» Short problem:
Convert every line in the rows below into a JSON list of strings, one string per line, and leave out any blank lines.

>> Start

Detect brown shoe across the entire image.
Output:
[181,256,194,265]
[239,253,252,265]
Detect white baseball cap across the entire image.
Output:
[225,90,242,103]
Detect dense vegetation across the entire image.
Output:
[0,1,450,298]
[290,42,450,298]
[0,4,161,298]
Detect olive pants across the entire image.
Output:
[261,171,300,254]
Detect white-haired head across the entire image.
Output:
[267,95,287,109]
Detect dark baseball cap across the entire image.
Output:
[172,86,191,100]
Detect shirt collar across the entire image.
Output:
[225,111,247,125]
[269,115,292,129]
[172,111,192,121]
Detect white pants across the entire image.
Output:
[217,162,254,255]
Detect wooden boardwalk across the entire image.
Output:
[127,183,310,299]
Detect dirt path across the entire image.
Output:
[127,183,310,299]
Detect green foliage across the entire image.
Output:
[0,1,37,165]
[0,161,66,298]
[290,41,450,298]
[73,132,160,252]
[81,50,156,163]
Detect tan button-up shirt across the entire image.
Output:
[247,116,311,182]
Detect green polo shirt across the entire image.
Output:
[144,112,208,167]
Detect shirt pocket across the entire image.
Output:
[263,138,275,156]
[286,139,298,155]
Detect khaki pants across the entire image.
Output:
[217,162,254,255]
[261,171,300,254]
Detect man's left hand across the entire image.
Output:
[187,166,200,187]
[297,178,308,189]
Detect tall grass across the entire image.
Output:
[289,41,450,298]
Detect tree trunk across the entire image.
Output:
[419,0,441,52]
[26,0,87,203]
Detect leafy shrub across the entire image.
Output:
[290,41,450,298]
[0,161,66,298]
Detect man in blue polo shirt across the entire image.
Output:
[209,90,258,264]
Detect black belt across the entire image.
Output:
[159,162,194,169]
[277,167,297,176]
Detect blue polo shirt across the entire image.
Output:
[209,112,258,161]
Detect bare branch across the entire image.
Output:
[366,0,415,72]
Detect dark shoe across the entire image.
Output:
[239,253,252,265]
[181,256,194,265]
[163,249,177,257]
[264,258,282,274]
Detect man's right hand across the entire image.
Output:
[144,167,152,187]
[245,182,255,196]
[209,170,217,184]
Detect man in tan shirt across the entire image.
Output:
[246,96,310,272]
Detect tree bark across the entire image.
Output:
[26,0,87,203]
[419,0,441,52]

>> End

» Reply to the task:
[
  "Detect brown shoe across the entire image.",
  "Output:",
  "[181,256,194,265]",
  "[239,253,252,265]",
  "Detect white baseball cap across the entire image.",
  "Output:",
  "[225,90,242,103]",
  "Detect dense vegetation across the entire image.",
  "Output:",
  "[0,1,450,298]",
  "[290,42,450,298]",
  "[0,4,161,298]",
  "Detect olive pants across the entire image.",
  "Output:",
  "[261,171,300,254]",
  "Detect white-haired head across the entire image.",
  "Output:",
  "[267,95,287,109]",
  "Detect dark baseball cap across the entire image.",
  "Output:",
  "[172,86,191,100]",
  "Detect shirt collar across the entire image.",
  "Output:",
  "[225,111,247,125]",
  "[269,115,292,129]",
  "[172,111,192,121]",
  "Detect white pants across the entire image.",
  "Output:",
  "[217,162,254,255]",
  "Detect wooden boardwalk across the entire image.",
  "Output:",
  "[127,183,310,299]",
  "Detect dirt path across the entire image.",
  "Output:",
  "[127,183,310,299]",
  "Detect green foliage across the entire image.",
  "Output:",
  "[0,1,37,165]",
  "[0,161,66,298]",
  "[290,41,450,298]",
  "[73,132,160,252]",
  "[81,50,156,163]",
  "Detect tan button-up shirt across the entire image.",
  "Output:",
  "[247,116,311,182]",
  "Detect green polo shirt across the entire image.",
  "Output:",
  "[144,112,208,167]",
  "Detect shirt pocket across the entire image.",
  "Output:",
  "[263,138,275,156]",
  "[286,139,298,155]",
  "Detect khaki pants across the entire image.",
  "Output:",
  "[217,162,254,255]",
  "[261,171,300,254]",
  "Detect man's left hand across the entire image.",
  "Output:",
  "[187,166,200,187]",
  "[297,178,308,189]",
  "Detect tall grass across the entire image.",
  "Output:",
  "[289,41,450,298]",
  "Detect tree trunk across the entire image.",
  "Output:",
  "[419,0,441,52]",
  "[26,0,87,203]",
  "Detect leafy shrub across the entire image.",
  "Output:",
  "[290,41,450,298]",
  "[0,161,66,298]",
  "Detect man in blue polo shirt across the entire image.",
  "Output:",
  "[209,90,258,264]",
  "Detect black belt across the entire image.",
  "Output:",
  "[159,162,194,169]",
  "[277,167,297,176]",
  "Detect blue polo shirt across the entire image.",
  "Output:",
  "[209,112,258,161]",
  "Detect bare branch across the entire image.",
  "Output:",
  "[366,0,415,72]",
  "Detect dark shoe across the entire image.",
  "Output:",
  "[239,253,252,265]",
  "[181,256,194,265]",
  "[163,249,177,257]",
  "[264,258,282,274]",
  "Detect man's right hand across the entire image.",
  "Output:",
  "[144,167,152,187]",
  "[245,182,255,196]",
  "[209,170,217,184]",
  "Detect man in tan shirt across the entire image.",
  "Output:",
  "[246,96,310,272]",
  "Detect tree bark across the entire image.",
  "Output:",
  "[26,0,87,203]",
  "[419,0,441,52]"
]